Exercises to complete:
1 > In the Haskell type class excerpt, condense the paragraph beginning "There is one last problem with this approach" into a short bulleted list that keeps its main facts.
2 > According to the Haskell type class excerpt, which paper describes the semantics of these exceptions?
3 > Pick up the Haskell type class excerpt after its last sentence and extend it.

Source excerpt:
However, there is another perspective you can take: MonadException is not tied just to asynchronous exceptions, but any zero-like value which obeys the same laws that exceptions obey. The semantics of these exceptions are described in the paper Asynchronous Exceptions in Haskell. They specify exactly the interaction of masking, throw and catch, as well as how interrupts can be introduced by other threads. In this view, whether or not this behavior is prescribed by the RTS or by passing pure values around is an implementation detail: as long as an instance is written properly, zeros will be properly handled. This also means that it is no longer acceptable to provide a MonadException instance for ErrorT e, unless we also have an underlying MonadException for the inner monad: we can’t forget about exceptions on the lower layers!
There is one last problem with this approach: once the primitives have been selected, huge swaths of the standard library have to be redefined by “copy pasting” their definitions but having them refer to the generalized versions. This is a significant practical hurdle for implementing a library based on this principle: it’s simply not enough to tack a liftIO to the beginning of a function!
I think an emphasis on the semantics of the defined type class will be critical for the future of this lineage of typeclasses; this is an emphasis that hasn’t really existed in the past. From this perspective, we define with our typeclass not only a way to access otherwise inaccessible functions in IO, but also how these functions should behave. We are, in effect, modeling a subset of IO. I think Conal Elliott would be proud.
There is a lively debate going on about extensions to the original semantics of asynchronous exceptions, allowing for the notion of “recoverable” and “unrecoverable” errors. (It’s nearer to the end of the thread.)
This technique can be described as generalizing the a common implementation technique which was used to implement many of the original functions in MonadCatchIO. These are a rather odd set of signatures:
class Monad m => MonadMorphIO m where
morphIO :: (forall b. (m a -> IO b) -> IO b) -> m a
class MonadIO m => MonadPeelIO m where
peelIO :: m (m a -> IO (m a))
class MonadBase b m => MonadBaseControl b m | m -> b where
data StM m :: * -> *
liftBaseWith :: (RunInBase m b -> b a) -> m a
restoreM :: StM m a → m a
type RunInBase m b = forall a. m a -> b (StM m a)
The key intuition behind these typeclasses is that they utilize polymorphism in the IO function that is being lifted in order to thread the pure effects of the monad stack on top of IO. You can see this as the universal quantification in morphIO, the return type of peelIO (which is IO (m a), not IO a), and the StM associated type in MonadBaseControl. For example, Int -> StateT s IO a, is equivalent to the type Int -> s -> IO (s, a). We can partially apply this function with the current state to get Int -> IO (s, a); it should be clear then that as long as the IO function we’re lifting lets us smuggle out arbitrary values, we can smuggle out our updated state and reincorporate it when the lifted function finishes. The set of functions which are amenable to this technique are precisely the ones for which this threaded is possible.
As I described in this post, this means that you won’t be able to get any transformer stack effects if they aren’t returned by the function. So perhaps a better word for MonadBaseControl is not that it is unsound (although it does admit strange behavior) but that it is incomplete: it cannot lift all IO functions to a form where the base monad effects and the transformer effects always occur in lockstep.

Material supplied:
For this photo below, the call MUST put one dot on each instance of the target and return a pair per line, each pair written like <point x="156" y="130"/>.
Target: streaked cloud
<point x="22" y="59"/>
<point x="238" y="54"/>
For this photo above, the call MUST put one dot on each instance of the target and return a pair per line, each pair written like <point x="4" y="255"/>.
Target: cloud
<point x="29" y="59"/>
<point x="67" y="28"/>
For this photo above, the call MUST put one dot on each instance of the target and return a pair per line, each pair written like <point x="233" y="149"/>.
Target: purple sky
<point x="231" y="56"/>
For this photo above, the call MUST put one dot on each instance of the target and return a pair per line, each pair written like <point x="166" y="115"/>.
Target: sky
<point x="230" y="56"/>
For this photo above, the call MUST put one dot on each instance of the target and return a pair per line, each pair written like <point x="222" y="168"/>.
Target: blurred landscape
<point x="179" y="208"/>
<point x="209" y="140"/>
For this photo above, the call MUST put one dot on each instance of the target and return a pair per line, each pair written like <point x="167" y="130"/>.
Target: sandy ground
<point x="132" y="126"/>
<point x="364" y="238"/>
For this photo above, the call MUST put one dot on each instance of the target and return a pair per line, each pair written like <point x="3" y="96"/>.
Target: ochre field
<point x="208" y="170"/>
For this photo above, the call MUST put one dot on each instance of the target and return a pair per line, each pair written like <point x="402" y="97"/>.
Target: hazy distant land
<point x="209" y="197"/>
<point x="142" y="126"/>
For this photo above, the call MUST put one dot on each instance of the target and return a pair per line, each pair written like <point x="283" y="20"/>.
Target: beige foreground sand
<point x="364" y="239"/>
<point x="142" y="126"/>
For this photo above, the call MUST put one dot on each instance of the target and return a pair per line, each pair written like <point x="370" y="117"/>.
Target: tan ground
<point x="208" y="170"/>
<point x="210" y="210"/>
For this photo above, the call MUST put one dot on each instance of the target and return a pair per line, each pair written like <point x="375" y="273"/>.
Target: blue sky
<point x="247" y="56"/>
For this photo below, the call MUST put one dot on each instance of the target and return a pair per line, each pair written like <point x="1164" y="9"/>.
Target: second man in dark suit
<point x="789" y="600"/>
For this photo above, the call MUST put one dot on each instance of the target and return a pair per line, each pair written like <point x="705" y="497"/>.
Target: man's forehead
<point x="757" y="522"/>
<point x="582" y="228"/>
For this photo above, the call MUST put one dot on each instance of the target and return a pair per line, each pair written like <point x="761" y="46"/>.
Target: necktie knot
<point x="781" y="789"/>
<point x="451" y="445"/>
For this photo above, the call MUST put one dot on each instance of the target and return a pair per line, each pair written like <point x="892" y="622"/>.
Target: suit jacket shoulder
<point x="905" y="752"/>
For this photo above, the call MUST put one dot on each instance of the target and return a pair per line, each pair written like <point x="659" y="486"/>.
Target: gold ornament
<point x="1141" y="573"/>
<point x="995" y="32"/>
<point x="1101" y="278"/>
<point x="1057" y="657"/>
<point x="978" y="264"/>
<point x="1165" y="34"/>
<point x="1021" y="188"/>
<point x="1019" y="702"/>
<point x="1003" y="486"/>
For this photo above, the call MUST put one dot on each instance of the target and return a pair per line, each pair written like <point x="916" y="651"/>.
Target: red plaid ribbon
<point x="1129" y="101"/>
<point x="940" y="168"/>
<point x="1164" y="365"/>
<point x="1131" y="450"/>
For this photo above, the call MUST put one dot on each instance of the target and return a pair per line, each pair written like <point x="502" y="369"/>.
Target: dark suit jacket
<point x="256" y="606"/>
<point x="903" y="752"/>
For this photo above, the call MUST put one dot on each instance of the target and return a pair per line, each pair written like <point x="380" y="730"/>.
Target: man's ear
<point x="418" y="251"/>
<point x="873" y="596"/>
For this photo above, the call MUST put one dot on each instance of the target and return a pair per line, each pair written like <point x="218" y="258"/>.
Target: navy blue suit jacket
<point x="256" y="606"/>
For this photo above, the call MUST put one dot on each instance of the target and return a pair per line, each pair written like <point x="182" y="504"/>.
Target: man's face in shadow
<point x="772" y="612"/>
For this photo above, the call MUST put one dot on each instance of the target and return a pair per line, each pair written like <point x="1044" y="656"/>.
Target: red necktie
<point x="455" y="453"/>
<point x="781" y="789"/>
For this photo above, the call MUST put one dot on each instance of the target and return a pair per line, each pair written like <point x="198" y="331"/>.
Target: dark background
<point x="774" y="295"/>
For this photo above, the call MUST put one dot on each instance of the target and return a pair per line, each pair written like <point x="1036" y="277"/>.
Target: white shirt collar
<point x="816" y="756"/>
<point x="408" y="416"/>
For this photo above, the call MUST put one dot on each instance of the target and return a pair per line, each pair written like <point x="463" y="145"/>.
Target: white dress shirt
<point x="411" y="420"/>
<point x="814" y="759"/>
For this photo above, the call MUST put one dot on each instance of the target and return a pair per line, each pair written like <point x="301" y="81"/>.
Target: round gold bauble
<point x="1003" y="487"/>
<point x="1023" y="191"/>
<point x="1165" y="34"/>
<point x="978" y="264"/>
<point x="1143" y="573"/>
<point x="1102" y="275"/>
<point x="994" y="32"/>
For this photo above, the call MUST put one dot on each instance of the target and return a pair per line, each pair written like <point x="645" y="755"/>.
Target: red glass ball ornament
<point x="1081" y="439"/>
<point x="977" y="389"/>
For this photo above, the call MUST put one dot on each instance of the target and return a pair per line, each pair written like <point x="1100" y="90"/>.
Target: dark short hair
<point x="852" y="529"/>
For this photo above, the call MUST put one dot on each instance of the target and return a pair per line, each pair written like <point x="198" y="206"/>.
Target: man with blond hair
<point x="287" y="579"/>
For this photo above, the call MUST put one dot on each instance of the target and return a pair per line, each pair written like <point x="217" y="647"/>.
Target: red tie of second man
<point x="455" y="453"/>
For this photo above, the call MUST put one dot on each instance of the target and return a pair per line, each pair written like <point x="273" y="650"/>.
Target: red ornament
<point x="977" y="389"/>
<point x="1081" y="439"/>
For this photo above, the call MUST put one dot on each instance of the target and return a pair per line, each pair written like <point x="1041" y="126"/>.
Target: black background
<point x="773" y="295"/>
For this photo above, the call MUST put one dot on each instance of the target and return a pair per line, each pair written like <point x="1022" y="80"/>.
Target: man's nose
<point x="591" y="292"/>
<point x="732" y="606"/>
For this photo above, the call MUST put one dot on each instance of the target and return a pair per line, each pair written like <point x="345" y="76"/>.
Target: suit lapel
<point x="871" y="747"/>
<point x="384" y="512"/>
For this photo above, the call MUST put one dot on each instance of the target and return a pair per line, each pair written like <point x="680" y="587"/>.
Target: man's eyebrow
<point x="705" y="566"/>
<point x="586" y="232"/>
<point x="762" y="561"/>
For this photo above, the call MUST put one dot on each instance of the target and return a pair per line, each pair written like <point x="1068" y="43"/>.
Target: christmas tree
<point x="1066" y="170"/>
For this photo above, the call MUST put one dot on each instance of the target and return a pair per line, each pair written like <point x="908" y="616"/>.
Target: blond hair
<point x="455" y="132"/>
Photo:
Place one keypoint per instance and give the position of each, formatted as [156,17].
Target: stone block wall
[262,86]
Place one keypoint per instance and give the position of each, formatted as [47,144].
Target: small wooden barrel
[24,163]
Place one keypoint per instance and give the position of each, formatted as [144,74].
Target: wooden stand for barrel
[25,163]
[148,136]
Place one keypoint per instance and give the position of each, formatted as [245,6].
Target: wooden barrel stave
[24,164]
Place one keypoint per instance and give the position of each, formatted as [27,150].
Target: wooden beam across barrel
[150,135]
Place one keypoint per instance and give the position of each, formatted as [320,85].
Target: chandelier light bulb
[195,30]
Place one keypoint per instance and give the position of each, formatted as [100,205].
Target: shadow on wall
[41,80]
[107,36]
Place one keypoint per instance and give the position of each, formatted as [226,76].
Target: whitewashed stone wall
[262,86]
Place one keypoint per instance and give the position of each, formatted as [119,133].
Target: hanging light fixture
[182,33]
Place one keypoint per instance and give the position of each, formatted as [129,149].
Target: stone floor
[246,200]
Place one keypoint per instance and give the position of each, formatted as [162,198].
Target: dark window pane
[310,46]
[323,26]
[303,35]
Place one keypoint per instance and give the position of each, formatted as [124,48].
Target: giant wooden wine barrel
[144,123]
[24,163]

Written responses:
1 >
- Once the primitives are chosen, large parts of the standard library must be redefined by copying their definitions and making them refer to the generalized versions.
- This is a significant practical hurdle for building a library on this principle.
- Adding liftIO to the beginning of a function is not enough.

2 > Asynchronous Exceptions in Haskell.

3 >
This has some interesting implications. For example, this forgetfulness is in fact precisely the reason why a lifted bracketing function will always run no matter if there are other zeros: finally by definition is only aware of asynchronous exceptions. This makes monad-control lifted functions very explicitly only handling asynchronous exceptions: a lifted catch function will not catch an ErrorT zero. However, if you manually implement finally using lifted versions of the more primitive functions, finalizers may be dropped.
It also suggests an alternate implementation strategy for monad-control: rather than thread the state through the return type of a function, it could instead be embedded in a hidden IORef, and read out at the end of the computation. In effect, we would like to embed the semantics of the pure monad transformer stack inside IO. Some care must be taken in the forkIO case, however: the IORefs need to also be duplicated appropriately, in order to maintain thread locality, or MVars used instead, in order to allow coherent non-local communication.
It is well known that MonadBaseControl does not admit a reasonable instance for ContT. Mikhail Vorozhtsov has argued that this is too restrictive. The difficulty is that while unbounded continuations do not play nice with exceptions, limited use of continuation passing style can be combined with exceptions in a sensible way. Unfortunately, monad-control makes no provision for this case: the function it asks a user to implement is too powerful. It seems the typeclasses explicitly modeling a subset of IO are, in some sense, more general! It also highlights the fact that these type classes are first and foremost driven by an abstraction of a common implementation pattern, rather than any sort of semantics.
I hope this essay has made clear why I think of MonadBaseControl as an implementation strategy, and not as a reasonable interface to program against. MonadException is a more reasonable interface, which has a semantics, but faces significant implementation hurdles.
Editor’s note. I’ve toned down some of the rhetoric in this post. The original title was “monad-control is unsound”.
MonadBaseControl and MonadTransControl, from the monad-control package, specify an appealing way to automatically lift functions in IO that take “callbacks” to arbitrary monad stacks based on IO. Their appeal comes from the fact that they seem to offer a more general mechanism than the alternative: picking some functions, lifting them, and then manually reimplementing generic versions of all the functions built on top of them.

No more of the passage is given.